TAREFA A:
Liste todos os nomes de pessoas que aparecem nos comentários sobre o Botafogo.
TAREFA B:
Reescreva de forma mais curta o parágrafo dos comentários sobre o Botafogo que começa com "Jefferson reflete muito bem", mantendo os fatos principais.
TAREFA C:
Copie dos comentários sobre o Botafogo o trecho que começa em "Rodrigo Federman disse..." e termina em "Gil disse...".

Rodrigo Federman disse...

perfeito, Rui! O Jefferson como suposto "líder" de grupo é um excelente goleiro. E nada além disso. O Botafogo perdeu uma grande chance de dar um significativo passo a frente enquanto esteve com o Seedorf. Muito disso, por causa, inclusive, do boicote do Jefferson e demais acomodados.
Abs e SA!!!

Gil disse...

Rui,

E essa distância entre Sul Americanos e Europeus fica cada dia mais abissal!
Incrível como brasileiros não respeitam os direitos dos outros e o fazem e elogiam quando estão na Europa ou em qualquer país desenvolvido!
Incrível como não respeitam leis e o fazem quando estão no primeiro mundo!
Você não tem noção de como as pessoas do bem estão em pânico com os acontecimentos por essas terras. É um verdadeiro desmando e falta de exemplos e de autoridade pelos poderes constituídos!

Quanto ao Botafogo é o que você tão bem, mais uma vez, escreveu! Reflexo de tudo isso, além da péssima e incompetente presidência do Maurício Assumpção e de todos que tem o poder de mudar e não o fazem.

Jefferson reflete muito bem o que o brasileiro pensa e faz, ou seja, o discurso e pensamento são de mudanças, porém a atitude em fazer e aceitar é muito diferente, pois ameaça o conforto de cada um. Mudanças sem sacrifícios sabemos que nunca ocorreram e não ocorrerão!

[Dados armazenados]
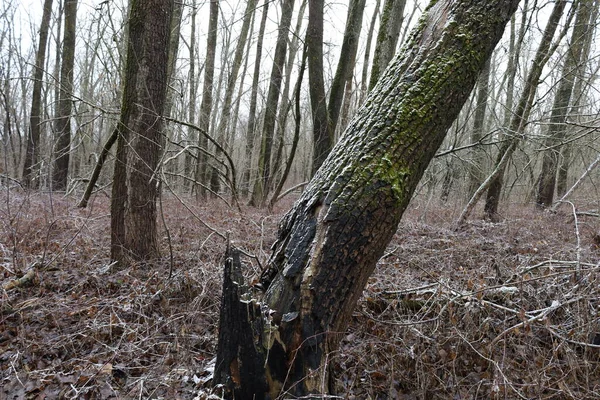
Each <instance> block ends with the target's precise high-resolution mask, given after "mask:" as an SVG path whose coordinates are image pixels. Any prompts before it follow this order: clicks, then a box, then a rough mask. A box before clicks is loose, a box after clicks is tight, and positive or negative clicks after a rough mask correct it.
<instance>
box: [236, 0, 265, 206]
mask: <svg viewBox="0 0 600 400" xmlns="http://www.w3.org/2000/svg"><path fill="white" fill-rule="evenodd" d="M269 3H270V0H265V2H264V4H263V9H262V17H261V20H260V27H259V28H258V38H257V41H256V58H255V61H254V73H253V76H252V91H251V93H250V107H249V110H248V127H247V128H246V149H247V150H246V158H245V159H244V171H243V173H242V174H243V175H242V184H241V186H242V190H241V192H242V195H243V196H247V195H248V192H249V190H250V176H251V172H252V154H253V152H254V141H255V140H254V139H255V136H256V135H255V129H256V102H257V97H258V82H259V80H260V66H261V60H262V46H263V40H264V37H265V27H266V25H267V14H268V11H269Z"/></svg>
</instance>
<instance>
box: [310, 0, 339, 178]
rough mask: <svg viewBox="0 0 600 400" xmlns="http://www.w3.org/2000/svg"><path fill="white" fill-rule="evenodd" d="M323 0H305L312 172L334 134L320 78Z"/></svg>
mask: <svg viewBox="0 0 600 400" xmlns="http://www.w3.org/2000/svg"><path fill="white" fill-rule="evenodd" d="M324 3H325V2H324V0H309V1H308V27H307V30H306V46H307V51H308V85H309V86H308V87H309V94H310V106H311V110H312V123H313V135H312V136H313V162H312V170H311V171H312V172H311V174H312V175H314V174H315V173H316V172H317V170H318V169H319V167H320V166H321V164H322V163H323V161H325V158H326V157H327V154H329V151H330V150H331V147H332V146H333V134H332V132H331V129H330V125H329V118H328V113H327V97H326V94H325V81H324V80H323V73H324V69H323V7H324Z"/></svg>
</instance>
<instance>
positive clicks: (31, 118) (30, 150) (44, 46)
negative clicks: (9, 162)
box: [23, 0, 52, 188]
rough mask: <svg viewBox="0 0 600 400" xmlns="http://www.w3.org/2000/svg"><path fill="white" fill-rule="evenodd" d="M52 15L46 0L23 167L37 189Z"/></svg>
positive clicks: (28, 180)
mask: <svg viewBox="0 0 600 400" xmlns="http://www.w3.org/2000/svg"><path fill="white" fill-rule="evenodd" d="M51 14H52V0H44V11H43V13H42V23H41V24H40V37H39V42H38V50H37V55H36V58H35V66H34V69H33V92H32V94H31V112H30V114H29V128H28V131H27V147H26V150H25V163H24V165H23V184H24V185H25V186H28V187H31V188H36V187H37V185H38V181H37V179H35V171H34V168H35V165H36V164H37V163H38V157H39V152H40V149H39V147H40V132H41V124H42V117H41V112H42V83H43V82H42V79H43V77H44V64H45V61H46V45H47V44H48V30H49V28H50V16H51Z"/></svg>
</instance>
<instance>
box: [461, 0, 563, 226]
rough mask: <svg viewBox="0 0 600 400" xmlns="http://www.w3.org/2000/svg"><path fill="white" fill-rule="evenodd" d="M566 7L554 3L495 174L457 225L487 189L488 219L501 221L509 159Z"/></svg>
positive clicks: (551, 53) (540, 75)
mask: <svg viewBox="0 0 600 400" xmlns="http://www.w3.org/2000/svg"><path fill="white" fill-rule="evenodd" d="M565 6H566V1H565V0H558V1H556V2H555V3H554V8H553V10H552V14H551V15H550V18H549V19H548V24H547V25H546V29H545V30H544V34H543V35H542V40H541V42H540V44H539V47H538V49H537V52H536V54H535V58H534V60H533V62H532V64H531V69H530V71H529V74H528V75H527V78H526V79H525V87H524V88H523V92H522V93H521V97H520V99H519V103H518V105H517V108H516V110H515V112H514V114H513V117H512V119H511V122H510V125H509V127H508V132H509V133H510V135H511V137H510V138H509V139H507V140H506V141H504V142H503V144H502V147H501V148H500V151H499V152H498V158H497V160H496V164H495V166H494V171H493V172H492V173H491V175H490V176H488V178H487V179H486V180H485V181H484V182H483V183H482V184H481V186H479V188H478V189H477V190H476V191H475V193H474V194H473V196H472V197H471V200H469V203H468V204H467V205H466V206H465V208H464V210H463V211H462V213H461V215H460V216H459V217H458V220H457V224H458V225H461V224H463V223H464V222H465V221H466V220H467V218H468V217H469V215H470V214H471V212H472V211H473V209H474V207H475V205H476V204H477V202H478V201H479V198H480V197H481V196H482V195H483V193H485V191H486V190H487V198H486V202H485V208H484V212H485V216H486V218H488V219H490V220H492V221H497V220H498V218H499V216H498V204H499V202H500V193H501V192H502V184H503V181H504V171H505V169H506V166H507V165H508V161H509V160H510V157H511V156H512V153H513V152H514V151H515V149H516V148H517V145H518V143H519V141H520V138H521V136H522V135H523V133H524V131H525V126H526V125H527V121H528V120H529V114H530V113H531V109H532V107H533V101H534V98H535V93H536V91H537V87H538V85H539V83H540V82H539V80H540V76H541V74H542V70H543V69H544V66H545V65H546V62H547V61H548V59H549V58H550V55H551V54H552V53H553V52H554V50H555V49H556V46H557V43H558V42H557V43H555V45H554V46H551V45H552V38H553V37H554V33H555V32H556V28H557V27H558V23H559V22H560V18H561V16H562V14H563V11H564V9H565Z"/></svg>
* * *
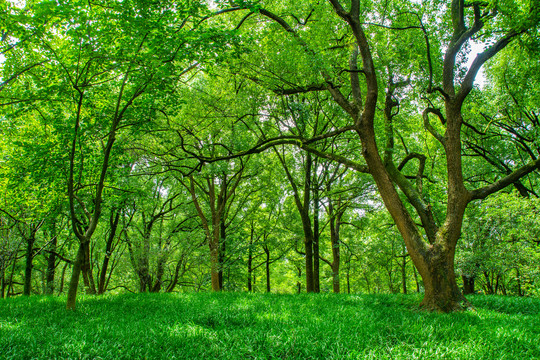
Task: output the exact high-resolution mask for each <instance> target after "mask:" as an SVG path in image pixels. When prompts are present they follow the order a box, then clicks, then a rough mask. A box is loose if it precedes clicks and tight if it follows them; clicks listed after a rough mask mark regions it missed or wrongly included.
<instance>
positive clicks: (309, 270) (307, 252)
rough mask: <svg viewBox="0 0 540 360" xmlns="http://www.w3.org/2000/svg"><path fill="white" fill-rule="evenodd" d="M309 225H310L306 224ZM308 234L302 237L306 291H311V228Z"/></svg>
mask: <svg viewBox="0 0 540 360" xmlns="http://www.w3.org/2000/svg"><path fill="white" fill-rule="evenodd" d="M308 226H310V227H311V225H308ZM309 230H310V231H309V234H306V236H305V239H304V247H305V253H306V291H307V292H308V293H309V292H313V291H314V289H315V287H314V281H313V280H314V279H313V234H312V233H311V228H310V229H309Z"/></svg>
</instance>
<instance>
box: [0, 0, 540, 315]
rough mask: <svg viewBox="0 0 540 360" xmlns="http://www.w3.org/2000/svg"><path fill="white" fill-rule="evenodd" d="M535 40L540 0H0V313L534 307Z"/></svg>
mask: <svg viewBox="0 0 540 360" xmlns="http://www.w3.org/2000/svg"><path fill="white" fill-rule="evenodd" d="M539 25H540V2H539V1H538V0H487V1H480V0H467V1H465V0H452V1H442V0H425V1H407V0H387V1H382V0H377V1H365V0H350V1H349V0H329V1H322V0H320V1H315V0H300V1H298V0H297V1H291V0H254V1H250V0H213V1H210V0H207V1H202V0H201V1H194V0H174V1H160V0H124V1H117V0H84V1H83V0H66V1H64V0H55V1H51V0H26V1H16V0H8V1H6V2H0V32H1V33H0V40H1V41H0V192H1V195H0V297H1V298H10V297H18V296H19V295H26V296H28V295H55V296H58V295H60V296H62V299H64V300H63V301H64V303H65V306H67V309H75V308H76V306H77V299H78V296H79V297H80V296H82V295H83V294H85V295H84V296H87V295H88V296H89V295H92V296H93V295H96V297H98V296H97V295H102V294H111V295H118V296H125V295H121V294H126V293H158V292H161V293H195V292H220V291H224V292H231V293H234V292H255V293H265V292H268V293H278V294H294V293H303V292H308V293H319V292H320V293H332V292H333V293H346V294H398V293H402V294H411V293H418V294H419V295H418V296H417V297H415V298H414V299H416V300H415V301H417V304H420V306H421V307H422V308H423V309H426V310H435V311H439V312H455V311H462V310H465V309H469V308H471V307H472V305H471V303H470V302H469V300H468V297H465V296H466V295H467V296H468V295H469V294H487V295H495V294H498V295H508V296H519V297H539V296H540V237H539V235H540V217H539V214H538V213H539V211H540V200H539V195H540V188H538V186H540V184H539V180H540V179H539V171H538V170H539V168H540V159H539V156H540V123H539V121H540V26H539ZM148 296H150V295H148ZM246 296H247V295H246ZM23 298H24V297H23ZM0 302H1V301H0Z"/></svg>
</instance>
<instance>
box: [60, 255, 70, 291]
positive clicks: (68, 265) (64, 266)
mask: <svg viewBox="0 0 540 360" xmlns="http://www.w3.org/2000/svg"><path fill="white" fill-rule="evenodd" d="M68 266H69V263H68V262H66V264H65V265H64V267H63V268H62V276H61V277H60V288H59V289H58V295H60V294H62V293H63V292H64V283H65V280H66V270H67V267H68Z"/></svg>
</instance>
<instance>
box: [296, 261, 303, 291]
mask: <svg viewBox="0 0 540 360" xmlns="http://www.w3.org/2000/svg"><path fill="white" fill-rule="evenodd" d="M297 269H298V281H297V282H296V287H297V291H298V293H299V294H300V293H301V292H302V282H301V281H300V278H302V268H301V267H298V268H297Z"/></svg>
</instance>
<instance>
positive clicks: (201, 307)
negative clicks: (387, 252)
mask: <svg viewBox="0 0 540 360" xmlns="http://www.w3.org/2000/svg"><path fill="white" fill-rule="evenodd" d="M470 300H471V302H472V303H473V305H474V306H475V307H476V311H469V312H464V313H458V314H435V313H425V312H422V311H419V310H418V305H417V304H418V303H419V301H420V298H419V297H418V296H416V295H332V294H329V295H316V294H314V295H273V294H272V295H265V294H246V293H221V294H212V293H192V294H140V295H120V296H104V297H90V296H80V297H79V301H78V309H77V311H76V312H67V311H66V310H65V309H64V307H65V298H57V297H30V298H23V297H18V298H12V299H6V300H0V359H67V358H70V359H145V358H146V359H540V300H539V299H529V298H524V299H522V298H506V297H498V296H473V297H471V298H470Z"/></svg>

RESOLUÇÃO DA TAREFA A:
Rodrigo Federman, Rui, Jefferson, Seedorf, Gil, Maurício Assumpção

RESOLUÇÃO DA TAREFA B:
Jefferson reflete o modo de pensar e agir do brasileiro: o discurso defende mudanças, mas a atitude é outra, porque mudar ameaça o conforto de cada um. Mudanças sem sacrifícios nunca ocorreram e não ocorrerão.

RESOLUÇÃO DA TAREFA C:
Rodrigo Federman disse...

perfeito, Rui! O Jefferson como suposto "líder" de grupo é um excelente goleiro. E nada além disso. O Botafogo perdeu uma grande chance de dar um significativo passo a frente enquanto esteve com o Seedorf. Muito disso, por causa, inclusive, do boicote do Jefferson e demais acomodados.
Abs e SA!!!

Gil disse...